» Set problem:
Please copy out the records below from their first line up to and including the line with "149,0,600,449", changing nothing.
BEGIN Listing
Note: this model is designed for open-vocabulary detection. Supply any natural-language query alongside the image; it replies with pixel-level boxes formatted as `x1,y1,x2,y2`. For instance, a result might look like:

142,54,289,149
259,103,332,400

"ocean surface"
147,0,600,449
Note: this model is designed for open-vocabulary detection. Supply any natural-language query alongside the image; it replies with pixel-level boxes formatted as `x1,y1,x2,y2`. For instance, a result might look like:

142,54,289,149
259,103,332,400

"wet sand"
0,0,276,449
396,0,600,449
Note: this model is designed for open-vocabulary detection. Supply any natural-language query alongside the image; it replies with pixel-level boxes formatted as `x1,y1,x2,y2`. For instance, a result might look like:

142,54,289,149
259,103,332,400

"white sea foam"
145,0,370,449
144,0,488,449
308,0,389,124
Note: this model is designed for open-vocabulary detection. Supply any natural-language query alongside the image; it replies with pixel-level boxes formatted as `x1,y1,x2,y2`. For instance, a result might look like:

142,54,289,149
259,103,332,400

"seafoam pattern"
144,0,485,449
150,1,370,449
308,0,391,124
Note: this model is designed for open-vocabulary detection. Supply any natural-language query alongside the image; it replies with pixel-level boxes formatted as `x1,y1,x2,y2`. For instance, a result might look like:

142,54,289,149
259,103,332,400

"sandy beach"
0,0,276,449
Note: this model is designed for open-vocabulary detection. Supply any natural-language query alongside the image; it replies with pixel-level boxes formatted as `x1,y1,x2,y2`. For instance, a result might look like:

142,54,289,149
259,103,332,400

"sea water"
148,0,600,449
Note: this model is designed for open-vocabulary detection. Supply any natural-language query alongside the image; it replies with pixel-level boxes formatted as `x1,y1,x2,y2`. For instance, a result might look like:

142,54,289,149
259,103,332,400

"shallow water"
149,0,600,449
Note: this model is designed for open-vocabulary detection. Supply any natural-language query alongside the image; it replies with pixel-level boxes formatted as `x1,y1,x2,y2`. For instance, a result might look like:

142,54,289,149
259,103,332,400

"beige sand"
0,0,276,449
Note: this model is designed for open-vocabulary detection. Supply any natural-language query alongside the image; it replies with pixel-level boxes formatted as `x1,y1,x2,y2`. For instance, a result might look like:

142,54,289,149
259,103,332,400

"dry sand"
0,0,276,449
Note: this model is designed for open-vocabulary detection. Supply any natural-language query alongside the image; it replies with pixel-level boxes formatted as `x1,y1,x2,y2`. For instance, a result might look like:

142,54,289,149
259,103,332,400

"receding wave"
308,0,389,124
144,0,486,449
END Listing
» Response to the task:
Note: this model is designed for open-vocabulary detection. Supply any natural-language query alongside the image; it replies with pixel-level boxes formatted as `x1,y1,x2,y2`. For instance, a result might look like:

142,54,289,149
259,103,332,400

"ocean surface"
147,0,600,449
Note: this model is designed for open-vocabulary detection. Supply any natural-language query alongside the image; it replies with pixel-level boxes formatted as `x1,y1,x2,y2`. For instance, a result might look like:

142,54,289,149
259,103,332,400

"wet sand"
0,0,276,449
396,0,600,449
Note: this model is designed for open-vocabulary detection. Supply any natural-language query alongside the image; it replies with pixel-level boxes formatted as `x1,y1,x2,y2`. For instance, a result might look like:

142,54,289,149
259,103,332,400

"white sea foam"
145,0,370,449
144,0,488,449
308,0,389,124
Note: this model is designed for open-vocabulary detection. Supply any natural-language query alongside the image; it replies with pixel-level boxes formatted as `x1,y1,x2,y2`. For instance, a result might look like:

142,54,289,149
259,103,332,400

"seafoam pattern"
144,0,485,449
150,1,370,449
308,0,391,124
Note: this model is designed for open-vocabulary detection. Supply any natural-language query alongside the image; it replies with pixel-level boxes formatted as `x1,y1,x2,y2`. For instance, a result might look like:

142,54,289,149
259,103,332,400

"sandy beach"
0,0,276,449
Note: this model is designed for open-vocabulary detection. Supply any natural-language query alongside the image; it replies with pixel-level boxes formatted as `x1,y1,x2,y2`. For instance, a result might look like:

142,54,289,149
259,103,332,400

"sea water"
148,0,600,449
Note: this model is designed for open-vocabulary detection. Supply any natural-language query alongside the image; it replies with pixel-level boxes formatted as `x1,y1,x2,y2`. For instance, a result might look like:

142,54,289,149
259,103,332,400

"shallow water"
149,0,600,449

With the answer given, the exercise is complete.